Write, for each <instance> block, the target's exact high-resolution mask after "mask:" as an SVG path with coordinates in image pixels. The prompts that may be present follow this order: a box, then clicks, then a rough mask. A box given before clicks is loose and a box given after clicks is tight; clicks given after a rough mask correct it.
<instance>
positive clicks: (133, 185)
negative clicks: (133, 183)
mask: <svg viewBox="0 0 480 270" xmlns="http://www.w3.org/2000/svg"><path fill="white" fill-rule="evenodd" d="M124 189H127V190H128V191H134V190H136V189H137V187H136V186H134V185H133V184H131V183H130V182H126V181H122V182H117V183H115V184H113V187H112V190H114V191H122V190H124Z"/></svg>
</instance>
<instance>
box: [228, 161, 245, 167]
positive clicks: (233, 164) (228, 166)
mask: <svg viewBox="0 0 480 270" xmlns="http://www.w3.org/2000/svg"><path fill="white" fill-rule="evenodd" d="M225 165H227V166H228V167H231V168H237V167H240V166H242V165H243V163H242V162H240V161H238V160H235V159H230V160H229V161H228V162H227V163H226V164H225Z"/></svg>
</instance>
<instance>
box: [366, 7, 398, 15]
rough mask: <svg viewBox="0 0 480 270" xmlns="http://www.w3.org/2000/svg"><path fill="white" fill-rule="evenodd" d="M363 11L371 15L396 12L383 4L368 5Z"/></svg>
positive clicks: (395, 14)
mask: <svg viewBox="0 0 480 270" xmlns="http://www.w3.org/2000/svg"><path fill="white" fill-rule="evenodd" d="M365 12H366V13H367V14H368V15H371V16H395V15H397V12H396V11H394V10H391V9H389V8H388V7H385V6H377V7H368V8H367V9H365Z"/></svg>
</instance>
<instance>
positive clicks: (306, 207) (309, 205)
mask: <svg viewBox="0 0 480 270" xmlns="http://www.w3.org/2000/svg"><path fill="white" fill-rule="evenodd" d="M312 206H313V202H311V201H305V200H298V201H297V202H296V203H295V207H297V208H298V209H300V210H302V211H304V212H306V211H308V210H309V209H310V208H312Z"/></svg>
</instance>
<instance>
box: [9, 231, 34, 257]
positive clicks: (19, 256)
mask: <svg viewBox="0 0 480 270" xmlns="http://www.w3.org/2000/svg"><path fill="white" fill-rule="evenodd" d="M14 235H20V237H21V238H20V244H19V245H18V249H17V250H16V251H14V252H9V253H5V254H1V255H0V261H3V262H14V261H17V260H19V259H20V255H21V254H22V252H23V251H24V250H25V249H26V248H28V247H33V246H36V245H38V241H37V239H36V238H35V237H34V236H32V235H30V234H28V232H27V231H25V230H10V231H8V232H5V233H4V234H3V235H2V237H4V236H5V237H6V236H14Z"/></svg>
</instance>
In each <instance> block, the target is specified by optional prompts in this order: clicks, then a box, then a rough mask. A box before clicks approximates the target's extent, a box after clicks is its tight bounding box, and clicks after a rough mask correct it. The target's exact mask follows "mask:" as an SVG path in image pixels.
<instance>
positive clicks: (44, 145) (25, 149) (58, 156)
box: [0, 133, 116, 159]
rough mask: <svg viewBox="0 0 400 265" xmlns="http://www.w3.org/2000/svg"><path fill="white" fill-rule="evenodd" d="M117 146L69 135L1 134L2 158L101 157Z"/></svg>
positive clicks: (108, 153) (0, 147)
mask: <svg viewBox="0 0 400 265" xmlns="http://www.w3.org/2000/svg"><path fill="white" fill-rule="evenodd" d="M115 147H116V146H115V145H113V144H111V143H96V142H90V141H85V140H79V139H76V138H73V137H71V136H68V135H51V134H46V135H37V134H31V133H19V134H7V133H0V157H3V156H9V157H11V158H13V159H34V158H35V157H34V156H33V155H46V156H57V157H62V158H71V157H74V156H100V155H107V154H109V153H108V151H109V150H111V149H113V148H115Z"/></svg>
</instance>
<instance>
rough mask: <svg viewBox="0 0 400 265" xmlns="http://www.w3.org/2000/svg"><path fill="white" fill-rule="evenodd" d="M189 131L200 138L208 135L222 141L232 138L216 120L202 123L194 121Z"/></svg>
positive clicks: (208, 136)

Goal of the exercise
Please copy all of the data above word for word, keeping every line as it is.

Answer section
Write, for each <instance> block, the target's exact high-resolution mask after "mask:" as an SVG path with coordinates in image pixels. The prompts that may be present follow this order: a box, then clicks, then a rough mask. A box given before clicks is loose and a box given after clicks is tight; clicks given after a rough mask correct it.
<instance>
positive clicks: (133, 185)
negative clicks: (133, 183)
mask: <svg viewBox="0 0 480 270" xmlns="http://www.w3.org/2000/svg"><path fill="white" fill-rule="evenodd" d="M124 189H127V190H128V191H134V190H136V189H137V187H136V186H134V185H133V184H131V183H130V182H126V181H122V182H117V183H115V184H113V187H112V190H114V191H122V190H124Z"/></svg>
</instance>
<instance>
box: [228, 161, 245, 167]
positive clicks: (233, 164) (228, 166)
mask: <svg viewBox="0 0 480 270" xmlns="http://www.w3.org/2000/svg"><path fill="white" fill-rule="evenodd" d="M225 165H227V166H228V167H231V168H237V167H240V166H242V165H243V163H242V162H240V161H238V160H235V159H230V160H229V161H228V162H227V163H226V164H225Z"/></svg>
</instance>
<instance>
box: [366, 7, 398, 15]
rough mask: <svg viewBox="0 0 480 270" xmlns="http://www.w3.org/2000/svg"><path fill="white" fill-rule="evenodd" d="M363 11L371 15L396 12L383 4L368 5Z"/></svg>
positive clicks: (395, 14)
mask: <svg viewBox="0 0 480 270" xmlns="http://www.w3.org/2000/svg"><path fill="white" fill-rule="evenodd" d="M365 12H366V13H367V14H368V15H371V16H395V15H397V12H396V11H394V10H391V9H389V8H388V7H385V6H377V7H368V8H367V9H365Z"/></svg>
</instance>
<instance>
positive clicks: (306, 207) (309, 205)
mask: <svg viewBox="0 0 480 270" xmlns="http://www.w3.org/2000/svg"><path fill="white" fill-rule="evenodd" d="M312 206H313V202H311V201H305V200H298V201H297V202H296V203H295V207H297V208H298V209H300V210H302V211H304V212H306V211H308V210H309V209H310V208H312Z"/></svg>
</instance>
<instance>
box: [9, 231, 34, 257]
positive clicks: (19, 256)
mask: <svg viewBox="0 0 480 270" xmlns="http://www.w3.org/2000/svg"><path fill="white" fill-rule="evenodd" d="M14 235H20V237H21V238H20V244H19V245H18V249H17V250H16V251H14V252H9V253H5V254H1V255H0V261H3V262H14V261H17V260H19V259H20V255H21V254H22V252H23V251H24V250H25V249H26V248H28V247H33V246H36V245H38V241H37V239H36V238H35V237H34V236H32V235H30V234H28V232H27V231H25V230H10V231H8V232H5V233H4V234H3V235H2V237H4V236H5V237H6V236H14Z"/></svg>
</instance>
In each <instance> block, the target is specified by optional prompts in this order: clicks, then a box, then a rough mask. A box before clicks approximates the target's extent, a box after clicks is its tight bounding box, and clicks after a rough mask correct it. The target's exact mask follows "mask:" as an SVG path in image pixels.
<instance>
positive clicks: (44, 145) (25, 149) (58, 156)
box: [0, 133, 116, 159]
rough mask: <svg viewBox="0 0 400 265" xmlns="http://www.w3.org/2000/svg"><path fill="white" fill-rule="evenodd" d="M117 146L69 135L1 134L2 158L101 157Z"/></svg>
positive clicks: (108, 153) (0, 147)
mask: <svg viewBox="0 0 400 265" xmlns="http://www.w3.org/2000/svg"><path fill="white" fill-rule="evenodd" d="M115 147H116V146H115V145H113V144H111V143H96V142H90V141H85V140H79V139H76V138H73V137H71V136H68V135H51V134H46V135H37V134H31V133H19V134H7V133H0V157H3V156H9V157H11V158H13V159H34V158H35V157H34V156H33V155H46V156H57V157H62V158H71V157H74V156H100V155H107V154H109V153H108V151H109V150H111V149H113V148H115Z"/></svg>
</instance>
<instance>
rough mask: <svg viewBox="0 0 400 265" xmlns="http://www.w3.org/2000/svg"><path fill="white" fill-rule="evenodd" d="M189 131L200 138L208 135L222 141L232 138L216 120L202 123L194 121Z"/></svg>
positive clicks: (208, 136)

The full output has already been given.